What you should do:
Reproduce the records word for word, with nothing left out.

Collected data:
▽

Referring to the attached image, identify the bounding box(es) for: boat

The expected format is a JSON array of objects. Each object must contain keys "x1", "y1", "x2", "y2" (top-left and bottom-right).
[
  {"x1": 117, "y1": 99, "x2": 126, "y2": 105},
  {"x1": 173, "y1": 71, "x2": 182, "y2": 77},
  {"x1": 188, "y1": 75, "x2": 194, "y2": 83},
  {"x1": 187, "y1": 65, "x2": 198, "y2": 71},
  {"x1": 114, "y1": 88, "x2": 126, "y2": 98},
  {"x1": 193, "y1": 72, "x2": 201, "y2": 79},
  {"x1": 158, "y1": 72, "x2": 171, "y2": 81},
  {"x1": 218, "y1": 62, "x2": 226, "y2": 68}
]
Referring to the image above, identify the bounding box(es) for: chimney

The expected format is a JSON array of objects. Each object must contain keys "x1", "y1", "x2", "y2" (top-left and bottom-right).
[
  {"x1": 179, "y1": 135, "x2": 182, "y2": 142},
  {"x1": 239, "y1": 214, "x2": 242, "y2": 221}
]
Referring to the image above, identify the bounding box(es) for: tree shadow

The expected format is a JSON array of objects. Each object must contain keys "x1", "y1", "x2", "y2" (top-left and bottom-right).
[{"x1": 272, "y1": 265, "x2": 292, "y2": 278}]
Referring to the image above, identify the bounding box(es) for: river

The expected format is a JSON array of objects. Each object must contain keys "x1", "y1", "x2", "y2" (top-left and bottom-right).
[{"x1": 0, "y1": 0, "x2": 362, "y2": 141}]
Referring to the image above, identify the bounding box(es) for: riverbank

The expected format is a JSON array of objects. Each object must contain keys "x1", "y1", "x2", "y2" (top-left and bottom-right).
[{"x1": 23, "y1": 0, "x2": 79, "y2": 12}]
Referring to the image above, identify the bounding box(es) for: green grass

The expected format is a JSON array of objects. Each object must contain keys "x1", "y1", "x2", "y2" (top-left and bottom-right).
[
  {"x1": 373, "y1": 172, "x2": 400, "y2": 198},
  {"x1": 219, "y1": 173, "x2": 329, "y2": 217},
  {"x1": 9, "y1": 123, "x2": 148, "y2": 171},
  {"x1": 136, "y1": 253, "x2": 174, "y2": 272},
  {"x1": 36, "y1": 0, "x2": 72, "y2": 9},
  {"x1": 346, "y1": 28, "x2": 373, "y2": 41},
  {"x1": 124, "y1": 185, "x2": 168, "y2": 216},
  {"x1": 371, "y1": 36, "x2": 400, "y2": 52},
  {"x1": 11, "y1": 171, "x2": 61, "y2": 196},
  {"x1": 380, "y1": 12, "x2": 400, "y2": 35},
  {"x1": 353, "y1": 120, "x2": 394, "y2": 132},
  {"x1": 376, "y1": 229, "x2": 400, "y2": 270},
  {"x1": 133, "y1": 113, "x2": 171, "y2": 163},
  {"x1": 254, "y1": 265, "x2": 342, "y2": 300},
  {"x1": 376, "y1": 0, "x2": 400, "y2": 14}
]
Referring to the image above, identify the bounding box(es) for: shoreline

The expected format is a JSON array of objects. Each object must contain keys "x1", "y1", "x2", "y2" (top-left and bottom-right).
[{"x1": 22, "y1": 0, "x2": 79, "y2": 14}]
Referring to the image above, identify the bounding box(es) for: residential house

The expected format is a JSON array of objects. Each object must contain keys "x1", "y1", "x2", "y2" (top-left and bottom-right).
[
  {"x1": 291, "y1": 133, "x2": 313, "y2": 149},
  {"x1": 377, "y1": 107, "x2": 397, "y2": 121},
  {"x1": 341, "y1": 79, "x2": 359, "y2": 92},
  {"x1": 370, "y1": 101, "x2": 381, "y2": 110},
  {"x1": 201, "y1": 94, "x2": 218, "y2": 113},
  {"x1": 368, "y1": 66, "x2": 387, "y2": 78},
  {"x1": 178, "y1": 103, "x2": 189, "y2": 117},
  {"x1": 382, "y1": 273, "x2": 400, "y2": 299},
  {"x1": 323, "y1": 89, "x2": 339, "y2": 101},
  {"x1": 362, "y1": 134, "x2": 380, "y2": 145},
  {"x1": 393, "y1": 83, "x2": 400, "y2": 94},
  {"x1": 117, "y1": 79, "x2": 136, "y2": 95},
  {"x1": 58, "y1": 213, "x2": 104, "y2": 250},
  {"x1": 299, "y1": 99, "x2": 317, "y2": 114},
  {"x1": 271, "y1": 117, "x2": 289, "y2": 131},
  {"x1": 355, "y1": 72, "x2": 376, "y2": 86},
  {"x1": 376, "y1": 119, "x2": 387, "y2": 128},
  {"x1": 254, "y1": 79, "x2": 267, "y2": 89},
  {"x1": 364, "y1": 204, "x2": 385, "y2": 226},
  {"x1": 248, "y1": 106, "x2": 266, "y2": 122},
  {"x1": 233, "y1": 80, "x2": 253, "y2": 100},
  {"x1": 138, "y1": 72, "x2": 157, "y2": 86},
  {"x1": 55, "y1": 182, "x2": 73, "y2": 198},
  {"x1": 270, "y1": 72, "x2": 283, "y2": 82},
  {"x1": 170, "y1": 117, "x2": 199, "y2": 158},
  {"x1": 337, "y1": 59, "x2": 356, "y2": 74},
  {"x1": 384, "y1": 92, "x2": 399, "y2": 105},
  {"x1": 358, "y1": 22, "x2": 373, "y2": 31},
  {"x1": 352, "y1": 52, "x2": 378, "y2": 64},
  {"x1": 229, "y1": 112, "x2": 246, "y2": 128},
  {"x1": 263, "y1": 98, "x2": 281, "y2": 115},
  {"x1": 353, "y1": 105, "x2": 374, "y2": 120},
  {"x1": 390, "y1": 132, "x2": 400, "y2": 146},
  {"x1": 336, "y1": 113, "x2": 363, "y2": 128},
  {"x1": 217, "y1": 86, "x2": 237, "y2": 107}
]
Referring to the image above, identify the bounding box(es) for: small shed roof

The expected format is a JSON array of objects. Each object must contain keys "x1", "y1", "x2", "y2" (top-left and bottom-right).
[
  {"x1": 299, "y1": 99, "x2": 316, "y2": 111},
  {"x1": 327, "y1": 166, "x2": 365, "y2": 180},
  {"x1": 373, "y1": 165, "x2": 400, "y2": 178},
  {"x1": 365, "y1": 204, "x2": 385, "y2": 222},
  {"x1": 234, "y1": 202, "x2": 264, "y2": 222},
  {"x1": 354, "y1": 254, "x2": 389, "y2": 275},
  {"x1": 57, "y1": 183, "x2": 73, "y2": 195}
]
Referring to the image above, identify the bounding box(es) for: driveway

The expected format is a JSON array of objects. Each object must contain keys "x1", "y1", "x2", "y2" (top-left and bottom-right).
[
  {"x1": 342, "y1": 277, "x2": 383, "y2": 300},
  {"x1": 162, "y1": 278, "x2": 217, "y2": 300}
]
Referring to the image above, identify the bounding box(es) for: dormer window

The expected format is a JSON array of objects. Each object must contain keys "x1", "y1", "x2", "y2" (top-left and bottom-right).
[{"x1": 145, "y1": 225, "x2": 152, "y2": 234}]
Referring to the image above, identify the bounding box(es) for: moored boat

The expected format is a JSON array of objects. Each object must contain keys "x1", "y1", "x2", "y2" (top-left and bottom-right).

△

Output of the task:
Referring to the attached image, identify the bounding box(es) for: boat

The expected format is a JSON array of objects. Each object must contain keys "x1", "y1", "x2", "y2" (top-left and bottom-right).
[
  {"x1": 117, "y1": 99, "x2": 126, "y2": 105},
  {"x1": 173, "y1": 71, "x2": 182, "y2": 77},
  {"x1": 188, "y1": 75, "x2": 194, "y2": 83},
  {"x1": 187, "y1": 65, "x2": 198, "y2": 71},
  {"x1": 114, "y1": 88, "x2": 126, "y2": 98},
  {"x1": 193, "y1": 72, "x2": 201, "y2": 79},
  {"x1": 158, "y1": 72, "x2": 171, "y2": 81},
  {"x1": 218, "y1": 62, "x2": 226, "y2": 68}
]
Referring to the image above, identify the bounding box(es) for: chimney

The expected format is a JSON array of objects. Each object must contain keys "x1", "y1", "x2", "y2" (top-left and bottom-right).
[
  {"x1": 179, "y1": 135, "x2": 182, "y2": 142},
  {"x1": 239, "y1": 214, "x2": 242, "y2": 221}
]
Referring to the image above, identify the bounding box(es) for: tree shadow

The expected format is a JSON array of objects. Each object must contain keys "x1", "y1", "x2", "y2" (top-left and bottom-right).
[{"x1": 272, "y1": 265, "x2": 292, "y2": 278}]
Referring to the image above, identify the bounding box(es) for: river

The expected format is a JSON array of objects. Each object must contain keys "x1", "y1", "x2", "y2" (top-left and bottom-right).
[{"x1": 0, "y1": 0, "x2": 362, "y2": 141}]
Referring to the image above, identify the bounding box(es) for: riverbank

The expected format is a JSON array of objects. Each object must contain keys "x1", "y1", "x2", "y2" (top-left and bottom-right).
[{"x1": 23, "y1": 0, "x2": 79, "y2": 12}]
Referring to the image above, identify the bounding box(es) for: green grass

The expected format is a JSON array of objects. Each object must contain keys "x1", "y1", "x2", "y2" (top-left and bottom-right).
[
  {"x1": 373, "y1": 172, "x2": 400, "y2": 198},
  {"x1": 219, "y1": 173, "x2": 329, "y2": 217},
  {"x1": 9, "y1": 123, "x2": 148, "y2": 171},
  {"x1": 136, "y1": 253, "x2": 174, "y2": 272},
  {"x1": 36, "y1": 0, "x2": 72, "y2": 9},
  {"x1": 346, "y1": 28, "x2": 373, "y2": 41},
  {"x1": 124, "y1": 185, "x2": 168, "y2": 216},
  {"x1": 371, "y1": 36, "x2": 400, "y2": 52},
  {"x1": 11, "y1": 171, "x2": 61, "y2": 196},
  {"x1": 380, "y1": 12, "x2": 400, "y2": 35},
  {"x1": 353, "y1": 120, "x2": 394, "y2": 132},
  {"x1": 376, "y1": 229, "x2": 400, "y2": 270},
  {"x1": 133, "y1": 113, "x2": 171, "y2": 163},
  {"x1": 254, "y1": 265, "x2": 342, "y2": 300},
  {"x1": 376, "y1": 0, "x2": 400, "y2": 14}
]
Referring to the image above, identify the bounding box(es) for: shoreline

The expected format is a JSON array of objects. Each object must contain keys "x1", "y1", "x2", "y2" (top-left and bottom-right).
[{"x1": 22, "y1": 0, "x2": 79, "y2": 14}]
Referring to the image above, identify the bounding box(es) for: residential house

The expected format is a JSON array of objects. Each object must contain keys "x1", "y1", "x2", "y2" (top-left and bottom-right).
[
  {"x1": 291, "y1": 133, "x2": 313, "y2": 149},
  {"x1": 377, "y1": 107, "x2": 397, "y2": 121},
  {"x1": 341, "y1": 79, "x2": 359, "y2": 92},
  {"x1": 370, "y1": 101, "x2": 381, "y2": 110},
  {"x1": 201, "y1": 94, "x2": 218, "y2": 113},
  {"x1": 368, "y1": 66, "x2": 387, "y2": 78},
  {"x1": 178, "y1": 103, "x2": 189, "y2": 117},
  {"x1": 382, "y1": 273, "x2": 400, "y2": 299},
  {"x1": 323, "y1": 89, "x2": 339, "y2": 101},
  {"x1": 362, "y1": 134, "x2": 380, "y2": 145},
  {"x1": 393, "y1": 83, "x2": 400, "y2": 94},
  {"x1": 117, "y1": 79, "x2": 136, "y2": 95},
  {"x1": 58, "y1": 213, "x2": 104, "y2": 250},
  {"x1": 299, "y1": 99, "x2": 317, "y2": 114},
  {"x1": 271, "y1": 117, "x2": 289, "y2": 131},
  {"x1": 355, "y1": 72, "x2": 376, "y2": 86},
  {"x1": 376, "y1": 119, "x2": 387, "y2": 128},
  {"x1": 254, "y1": 79, "x2": 267, "y2": 89},
  {"x1": 364, "y1": 204, "x2": 385, "y2": 226},
  {"x1": 248, "y1": 106, "x2": 266, "y2": 122},
  {"x1": 233, "y1": 80, "x2": 253, "y2": 100},
  {"x1": 138, "y1": 72, "x2": 157, "y2": 86},
  {"x1": 55, "y1": 182, "x2": 73, "y2": 198},
  {"x1": 270, "y1": 72, "x2": 283, "y2": 82},
  {"x1": 170, "y1": 117, "x2": 199, "y2": 158},
  {"x1": 337, "y1": 59, "x2": 356, "y2": 74},
  {"x1": 384, "y1": 92, "x2": 399, "y2": 105},
  {"x1": 358, "y1": 22, "x2": 373, "y2": 31},
  {"x1": 352, "y1": 52, "x2": 378, "y2": 64},
  {"x1": 229, "y1": 112, "x2": 246, "y2": 128},
  {"x1": 263, "y1": 98, "x2": 281, "y2": 115},
  {"x1": 353, "y1": 105, "x2": 374, "y2": 120},
  {"x1": 390, "y1": 132, "x2": 400, "y2": 146},
  {"x1": 336, "y1": 113, "x2": 363, "y2": 128},
  {"x1": 217, "y1": 86, "x2": 237, "y2": 107}
]
Referring to the image above, identify the bounding box(es) for: small shed roof

The expected format is a JSON array of objects. Each object must contain keys "x1", "y1", "x2", "y2" (top-left and bottom-right).
[
  {"x1": 299, "y1": 99, "x2": 316, "y2": 111},
  {"x1": 327, "y1": 166, "x2": 365, "y2": 180},
  {"x1": 373, "y1": 165, "x2": 400, "y2": 178},
  {"x1": 365, "y1": 204, "x2": 385, "y2": 222},
  {"x1": 234, "y1": 202, "x2": 264, "y2": 222},
  {"x1": 354, "y1": 254, "x2": 389, "y2": 275},
  {"x1": 57, "y1": 183, "x2": 73, "y2": 195}
]
Referring to the image above, identify the bounding box(es) for: driveway

The expected format is a JSON array of objects. Each object must contain keys "x1", "y1", "x2", "y2" (top-left and bottom-right).
[
  {"x1": 342, "y1": 277, "x2": 383, "y2": 300},
  {"x1": 162, "y1": 278, "x2": 217, "y2": 300}
]
Referring to the image above, identify the bounding box(es) for: dormer window

The expected format is a JSON array of objects. Each object must contain keys "x1", "y1", "x2", "y2" (top-left and bottom-right).
[{"x1": 145, "y1": 225, "x2": 152, "y2": 234}]
Referring to the image above, identify the bounding box(es) for: moored boat

The expected format is a JSON array of objects. Each object must contain keys "x1", "y1", "x2", "y2" (top-left and bottom-right).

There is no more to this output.